> [Supplied material]:
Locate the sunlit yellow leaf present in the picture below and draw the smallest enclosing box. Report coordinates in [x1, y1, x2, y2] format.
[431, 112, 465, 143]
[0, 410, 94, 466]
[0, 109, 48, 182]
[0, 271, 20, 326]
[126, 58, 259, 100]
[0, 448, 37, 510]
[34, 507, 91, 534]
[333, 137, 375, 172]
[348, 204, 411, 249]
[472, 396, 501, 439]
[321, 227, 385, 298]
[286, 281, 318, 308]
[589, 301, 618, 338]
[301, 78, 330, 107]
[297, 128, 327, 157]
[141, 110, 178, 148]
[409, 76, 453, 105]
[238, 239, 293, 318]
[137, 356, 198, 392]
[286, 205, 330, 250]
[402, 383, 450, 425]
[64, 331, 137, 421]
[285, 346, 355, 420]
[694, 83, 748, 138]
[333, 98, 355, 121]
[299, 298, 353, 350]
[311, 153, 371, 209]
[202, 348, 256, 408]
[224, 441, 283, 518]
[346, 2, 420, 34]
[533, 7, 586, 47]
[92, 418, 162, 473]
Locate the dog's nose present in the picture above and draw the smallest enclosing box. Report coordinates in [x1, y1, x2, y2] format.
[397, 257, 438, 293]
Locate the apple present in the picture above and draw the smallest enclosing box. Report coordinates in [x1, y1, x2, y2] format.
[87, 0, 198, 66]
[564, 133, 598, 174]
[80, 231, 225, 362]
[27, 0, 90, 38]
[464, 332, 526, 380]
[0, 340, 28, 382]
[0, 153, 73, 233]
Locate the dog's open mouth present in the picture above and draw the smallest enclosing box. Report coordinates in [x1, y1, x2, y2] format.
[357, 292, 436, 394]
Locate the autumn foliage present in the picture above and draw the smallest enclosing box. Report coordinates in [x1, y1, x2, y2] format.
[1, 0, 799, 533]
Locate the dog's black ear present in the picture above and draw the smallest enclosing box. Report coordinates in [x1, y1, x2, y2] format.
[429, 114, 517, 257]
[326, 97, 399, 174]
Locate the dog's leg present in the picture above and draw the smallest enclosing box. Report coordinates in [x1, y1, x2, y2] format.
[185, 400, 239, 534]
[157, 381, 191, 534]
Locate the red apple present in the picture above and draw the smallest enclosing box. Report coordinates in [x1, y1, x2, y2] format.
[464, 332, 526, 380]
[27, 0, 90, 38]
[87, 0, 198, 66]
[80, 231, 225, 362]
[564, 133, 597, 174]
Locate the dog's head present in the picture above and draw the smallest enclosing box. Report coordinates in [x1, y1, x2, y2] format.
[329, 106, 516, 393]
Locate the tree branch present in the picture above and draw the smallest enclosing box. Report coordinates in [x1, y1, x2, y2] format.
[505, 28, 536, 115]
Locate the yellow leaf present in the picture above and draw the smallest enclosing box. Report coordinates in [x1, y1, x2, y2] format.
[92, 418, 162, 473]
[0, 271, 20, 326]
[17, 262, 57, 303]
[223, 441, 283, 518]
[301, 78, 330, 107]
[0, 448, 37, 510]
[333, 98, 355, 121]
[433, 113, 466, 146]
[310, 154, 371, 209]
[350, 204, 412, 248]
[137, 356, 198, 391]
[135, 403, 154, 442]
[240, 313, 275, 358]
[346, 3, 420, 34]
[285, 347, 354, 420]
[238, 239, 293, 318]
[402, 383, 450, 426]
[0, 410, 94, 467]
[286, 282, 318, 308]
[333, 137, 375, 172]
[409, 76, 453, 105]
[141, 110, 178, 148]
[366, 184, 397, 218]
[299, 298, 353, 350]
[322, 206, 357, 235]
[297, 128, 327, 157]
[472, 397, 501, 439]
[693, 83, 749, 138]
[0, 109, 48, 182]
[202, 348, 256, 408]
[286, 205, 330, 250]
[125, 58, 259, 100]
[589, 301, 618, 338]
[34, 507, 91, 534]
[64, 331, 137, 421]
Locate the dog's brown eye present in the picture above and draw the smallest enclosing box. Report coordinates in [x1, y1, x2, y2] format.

> [What needs to be done]: Please make the answer a complete, exact reproduction of the records.

> [Answer box]:
Locate the sunlit yellow leaf present in the picture below and draw the smallest enclosing box. Report coordinates in [x1, y1, x2, y2] format.
[431, 112, 465, 143]
[0, 410, 94, 466]
[0, 109, 48, 182]
[0, 271, 20, 326]
[126, 58, 259, 100]
[0, 448, 37, 510]
[34, 507, 91, 534]
[333, 137, 375, 172]
[348, 204, 411, 249]
[472, 396, 501, 439]
[321, 227, 385, 298]
[286, 281, 318, 308]
[589, 301, 618, 338]
[301, 78, 330, 107]
[297, 128, 327, 157]
[141, 110, 178, 148]
[409, 76, 453, 105]
[238, 239, 293, 318]
[137, 356, 198, 392]
[286, 205, 330, 250]
[402, 383, 450, 425]
[64, 331, 137, 421]
[285, 346, 355, 420]
[694, 83, 748, 138]
[333, 98, 355, 121]
[299, 298, 353, 350]
[311, 153, 371, 209]
[202, 348, 256, 408]
[224, 441, 283, 518]
[346, 2, 420, 34]
[533, 7, 586, 47]
[92, 418, 162, 473]
Locate the dog's nose present in the picture above and draw the smallest enclosing box. Report coordinates in [x1, y1, x2, y2] format.
[397, 257, 438, 293]
Locate the apple present in the picture above and draw the smallest enclosing box. Report coordinates in [x1, y1, x2, y2] format.
[87, 0, 198, 66]
[564, 133, 598, 174]
[80, 231, 225, 362]
[27, 0, 90, 38]
[464, 332, 526, 380]
[0, 340, 28, 382]
[0, 153, 73, 233]
Locate the dog's open mouth present in the picture above and draw the smallest enclosing box. Report coordinates in [x1, y1, x2, y2] format.
[357, 292, 436, 394]
Locate the autumn foliage present in the picture above and draw the smallest enclosing box. Report coordinates in [x1, y1, x2, y2] format.
[1, 0, 799, 533]
Locate the dog's black ear present in the picture above and draw the smallest enclosing box. Report coordinates in [x1, y1, x2, y2] format.
[429, 114, 517, 257]
[326, 97, 399, 174]
Locate the dog's leg present in the picture above and draw the smallest enclosing box. Report coordinates in [x1, y1, x2, y2] format.
[185, 400, 239, 534]
[157, 381, 191, 534]
Locate the red apple present in the picture above and draw the smallest enclosing box. Report coordinates in [x1, y1, x2, y2] format.
[464, 332, 526, 380]
[27, 0, 90, 38]
[87, 0, 198, 66]
[80, 231, 225, 362]
[564, 133, 597, 174]
Locate the dog's head present in the picture above and draw the smallest enclosing box. Report coordinates in [x1, y1, x2, y2] format.
[329, 106, 516, 393]
Locate the tree branch present in the picture above and draw the smallest enclosing box. Report coordinates in [x1, y1, x2, y2] format.
[505, 28, 536, 115]
Locate the yellow leaf present in the picture above and draw the smallest enclosing box. Report coordinates in [x1, y1, x2, y2] format.
[92, 418, 162, 473]
[0, 271, 20, 326]
[17, 262, 57, 303]
[223, 441, 283, 518]
[301, 78, 330, 107]
[0, 448, 37, 510]
[333, 98, 355, 121]
[433, 113, 466, 146]
[310, 154, 371, 209]
[350, 204, 412, 248]
[137, 356, 198, 391]
[135, 403, 154, 442]
[240, 313, 275, 358]
[346, 3, 420, 34]
[285, 347, 354, 420]
[238, 239, 293, 318]
[402, 383, 450, 426]
[0, 410, 94, 467]
[286, 282, 318, 308]
[333, 137, 375, 172]
[409, 76, 453, 105]
[141, 110, 178, 148]
[366, 184, 397, 218]
[299, 298, 353, 350]
[322, 206, 357, 235]
[297, 128, 327, 157]
[472, 397, 501, 439]
[693, 83, 749, 138]
[0, 109, 48, 182]
[202, 348, 256, 408]
[286, 205, 330, 250]
[125, 58, 259, 100]
[589, 301, 618, 338]
[34, 507, 91, 534]
[64, 331, 137, 421]
Locate the dog's brown eye present in the picture above and draw the smallest enclosing box. Report coordinates in [x1, y1, x2, y2] format.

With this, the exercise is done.